------ Information provided
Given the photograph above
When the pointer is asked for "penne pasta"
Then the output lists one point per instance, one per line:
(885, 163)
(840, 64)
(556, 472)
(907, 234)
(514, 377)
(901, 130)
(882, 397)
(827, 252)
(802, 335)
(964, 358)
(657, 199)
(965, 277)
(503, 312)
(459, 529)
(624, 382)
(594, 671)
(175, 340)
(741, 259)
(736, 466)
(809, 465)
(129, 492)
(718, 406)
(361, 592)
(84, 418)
------------
■ Task goal ■
Starting from the line that contains "Then the output", reproduce each line of the data exactly through the last one.

■ Result for this task ■
Then the output lists one point per instance, one per line:
(885, 163)
(840, 64)
(556, 472)
(907, 234)
(514, 377)
(901, 130)
(882, 397)
(827, 252)
(802, 335)
(964, 358)
(657, 199)
(965, 277)
(503, 312)
(459, 529)
(624, 382)
(594, 671)
(175, 340)
(741, 259)
(736, 466)
(809, 465)
(129, 492)
(718, 406)
(361, 592)
(84, 418)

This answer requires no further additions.